── Data records ──
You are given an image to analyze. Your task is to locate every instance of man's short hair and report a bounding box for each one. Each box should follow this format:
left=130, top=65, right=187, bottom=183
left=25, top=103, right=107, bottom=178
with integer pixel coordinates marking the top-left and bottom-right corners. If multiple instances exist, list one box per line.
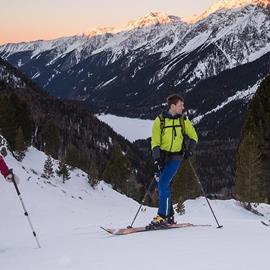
left=167, top=94, right=184, bottom=108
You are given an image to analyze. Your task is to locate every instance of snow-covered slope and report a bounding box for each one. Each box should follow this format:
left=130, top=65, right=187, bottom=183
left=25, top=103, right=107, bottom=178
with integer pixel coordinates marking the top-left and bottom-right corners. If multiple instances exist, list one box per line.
left=97, top=114, right=153, bottom=142
left=0, top=141, right=270, bottom=270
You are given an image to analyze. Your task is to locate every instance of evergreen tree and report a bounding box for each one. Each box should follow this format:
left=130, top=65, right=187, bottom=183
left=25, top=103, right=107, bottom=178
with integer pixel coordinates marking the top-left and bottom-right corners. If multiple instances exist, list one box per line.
left=15, top=127, right=26, bottom=161
left=236, top=76, right=270, bottom=203
left=236, top=133, right=262, bottom=202
left=88, top=162, right=99, bottom=189
left=0, top=93, right=32, bottom=150
left=56, top=160, right=70, bottom=183
left=65, top=144, right=79, bottom=167
left=41, top=156, right=54, bottom=179
left=43, top=119, right=60, bottom=158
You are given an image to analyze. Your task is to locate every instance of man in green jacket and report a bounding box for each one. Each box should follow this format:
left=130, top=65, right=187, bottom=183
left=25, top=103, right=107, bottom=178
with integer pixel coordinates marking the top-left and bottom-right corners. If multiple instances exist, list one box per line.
left=150, top=94, right=198, bottom=227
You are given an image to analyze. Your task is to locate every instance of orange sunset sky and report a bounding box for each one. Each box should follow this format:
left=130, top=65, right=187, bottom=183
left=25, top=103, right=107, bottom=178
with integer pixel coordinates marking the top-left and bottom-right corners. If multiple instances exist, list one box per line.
left=0, top=0, right=216, bottom=44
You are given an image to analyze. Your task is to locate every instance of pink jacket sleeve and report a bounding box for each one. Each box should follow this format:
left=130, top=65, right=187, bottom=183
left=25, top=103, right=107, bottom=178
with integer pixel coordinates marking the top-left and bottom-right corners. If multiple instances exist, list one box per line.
left=0, top=155, right=9, bottom=177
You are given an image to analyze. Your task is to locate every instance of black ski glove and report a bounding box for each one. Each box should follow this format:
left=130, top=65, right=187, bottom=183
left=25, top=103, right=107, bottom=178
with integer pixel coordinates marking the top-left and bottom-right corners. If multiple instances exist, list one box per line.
left=154, top=159, right=163, bottom=175
left=183, top=150, right=193, bottom=159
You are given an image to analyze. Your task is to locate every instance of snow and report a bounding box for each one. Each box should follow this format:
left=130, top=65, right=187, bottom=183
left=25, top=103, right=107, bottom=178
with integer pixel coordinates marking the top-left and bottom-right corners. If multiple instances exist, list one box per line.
left=192, top=80, right=261, bottom=124
left=97, top=114, right=153, bottom=142
left=0, top=147, right=270, bottom=270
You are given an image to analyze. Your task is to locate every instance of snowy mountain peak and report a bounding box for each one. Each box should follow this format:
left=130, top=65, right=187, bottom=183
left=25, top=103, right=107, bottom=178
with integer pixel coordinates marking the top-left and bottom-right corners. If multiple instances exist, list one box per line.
left=85, top=12, right=182, bottom=36
left=127, top=12, right=181, bottom=28
left=192, top=0, right=270, bottom=22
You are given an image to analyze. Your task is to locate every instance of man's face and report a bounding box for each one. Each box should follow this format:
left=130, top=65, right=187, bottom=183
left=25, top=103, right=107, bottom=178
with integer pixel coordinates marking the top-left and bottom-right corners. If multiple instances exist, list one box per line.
left=171, top=100, right=185, bottom=114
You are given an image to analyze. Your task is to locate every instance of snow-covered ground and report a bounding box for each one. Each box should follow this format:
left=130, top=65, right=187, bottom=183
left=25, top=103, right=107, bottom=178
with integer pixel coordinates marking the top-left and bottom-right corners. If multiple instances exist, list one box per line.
left=0, top=144, right=270, bottom=270
left=97, top=114, right=153, bottom=142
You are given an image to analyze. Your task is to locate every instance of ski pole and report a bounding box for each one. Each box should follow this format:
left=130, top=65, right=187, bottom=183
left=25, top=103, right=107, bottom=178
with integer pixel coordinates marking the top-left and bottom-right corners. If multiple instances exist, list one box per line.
left=188, top=159, right=223, bottom=229
left=11, top=170, right=41, bottom=248
left=127, top=175, right=157, bottom=228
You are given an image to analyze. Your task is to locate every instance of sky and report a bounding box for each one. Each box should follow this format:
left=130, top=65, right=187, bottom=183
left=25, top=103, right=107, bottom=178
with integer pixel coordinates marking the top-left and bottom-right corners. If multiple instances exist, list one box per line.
left=0, top=0, right=216, bottom=44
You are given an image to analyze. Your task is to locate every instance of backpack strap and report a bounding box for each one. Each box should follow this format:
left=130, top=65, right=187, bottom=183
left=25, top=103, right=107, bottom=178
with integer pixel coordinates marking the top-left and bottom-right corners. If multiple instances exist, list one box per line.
left=179, top=115, right=186, bottom=138
left=158, top=113, right=165, bottom=135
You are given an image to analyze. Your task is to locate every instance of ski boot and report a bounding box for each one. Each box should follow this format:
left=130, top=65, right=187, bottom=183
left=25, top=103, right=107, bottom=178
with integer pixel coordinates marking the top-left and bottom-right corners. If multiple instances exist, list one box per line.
left=146, top=215, right=169, bottom=230
left=167, top=216, right=177, bottom=225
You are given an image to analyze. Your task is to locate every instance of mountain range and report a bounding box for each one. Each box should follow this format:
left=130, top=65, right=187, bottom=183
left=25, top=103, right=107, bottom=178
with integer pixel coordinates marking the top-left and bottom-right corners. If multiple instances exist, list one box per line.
left=0, top=0, right=270, bottom=197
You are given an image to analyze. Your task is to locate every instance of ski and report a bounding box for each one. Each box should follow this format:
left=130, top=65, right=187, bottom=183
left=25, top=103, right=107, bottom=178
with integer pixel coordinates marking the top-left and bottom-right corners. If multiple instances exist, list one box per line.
left=261, top=220, right=270, bottom=227
left=100, top=223, right=211, bottom=235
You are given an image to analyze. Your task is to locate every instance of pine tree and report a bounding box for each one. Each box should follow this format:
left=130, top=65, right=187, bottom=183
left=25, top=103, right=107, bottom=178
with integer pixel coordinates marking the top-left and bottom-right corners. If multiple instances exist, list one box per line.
left=43, top=119, right=60, bottom=158
left=65, top=144, right=79, bottom=167
left=236, top=133, right=262, bottom=202
left=88, top=162, right=99, bottom=189
left=56, top=160, right=70, bottom=183
left=41, top=156, right=54, bottom=179
left=15, top=127, right=26, bottom=161
left=236, top=76, right=270, bottom=203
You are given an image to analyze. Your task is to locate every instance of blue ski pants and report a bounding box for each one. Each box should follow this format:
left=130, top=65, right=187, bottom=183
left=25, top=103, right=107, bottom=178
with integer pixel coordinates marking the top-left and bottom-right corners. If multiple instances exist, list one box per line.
left=158, top=160, right=181, bottom=218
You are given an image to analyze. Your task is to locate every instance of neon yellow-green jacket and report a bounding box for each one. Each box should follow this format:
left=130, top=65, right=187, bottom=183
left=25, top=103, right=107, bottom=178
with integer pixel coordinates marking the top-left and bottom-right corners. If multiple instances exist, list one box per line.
left=151, top=113, right=198, bottom=152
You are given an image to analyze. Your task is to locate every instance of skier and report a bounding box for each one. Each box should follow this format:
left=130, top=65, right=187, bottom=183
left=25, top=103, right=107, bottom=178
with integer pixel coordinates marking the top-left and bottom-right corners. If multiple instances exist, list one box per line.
left=149, top=94, right=198, bottom=227
left=0, top=147, right=19, bottom=184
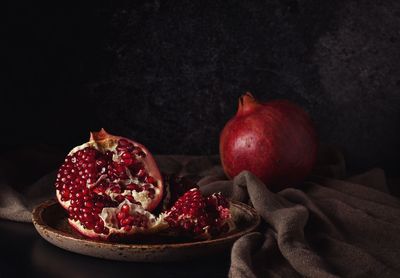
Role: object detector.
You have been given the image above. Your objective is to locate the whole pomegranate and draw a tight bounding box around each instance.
[219,93,318,191]
[55,129,167,239]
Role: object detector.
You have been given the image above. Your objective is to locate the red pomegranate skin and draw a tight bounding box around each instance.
[220,93,318,191]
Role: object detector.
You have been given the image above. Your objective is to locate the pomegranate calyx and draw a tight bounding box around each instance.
[89,128,113,141]
[237,92,261,116]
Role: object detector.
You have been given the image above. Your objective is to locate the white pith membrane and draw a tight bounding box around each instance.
[100,200,168,234]
[68,200,169,239]
[56,139,162,209]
───
What you have to do: Reproduce the listing from its first line through the line containing "left=0, top=141, right=270, bottom=270", including both ends, and leave the picture out of your answer.

Solution for this task:
You are given an image to analyze. Your task is to locate every instance of man's short hair and report a bounding box for each one. Each box should follow this format:
left=130, top=65, right=187, bottom=183
left=25, top=103, right=107, bottom=178
with integer pixel coordinates marking the top-left and bottom-right corners. If multiple instances exist, list one box per line.
left=167, top=94, right=184, bottom=108
You are given an image to analyze. Your task is to locate every instance of snow-covered slope and report a bounding box for each one. Each box should follow this format:
left=130, top=65, right=187, bottom=183
left=25, top=103, right=107, bottom=178
with integer pixel coordinates marking the top-left and bottom-right corners. If multiple instances exist, list one box per line.
left=97, top=114, right=153, bottom=142
left=0, top=141, right=270, bottom=270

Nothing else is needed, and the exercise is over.